=== What you have to do ===
Format every line of the entries below as a numbered list, skipping blank lines and leaving the pictures out.

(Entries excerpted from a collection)

※ ※ ※

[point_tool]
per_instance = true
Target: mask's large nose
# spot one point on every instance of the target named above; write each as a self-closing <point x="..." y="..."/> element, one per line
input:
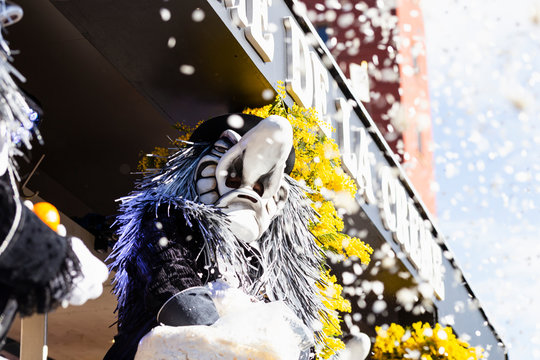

※ ※ ※

=== Final result ===
1. [point_tool]
2. per_instance = true
3. Target: mask's large nose
4. # spot one point on every instance of the target named above; write each as a self-closing <point x="..." y="..."/> element, one per line
5. input:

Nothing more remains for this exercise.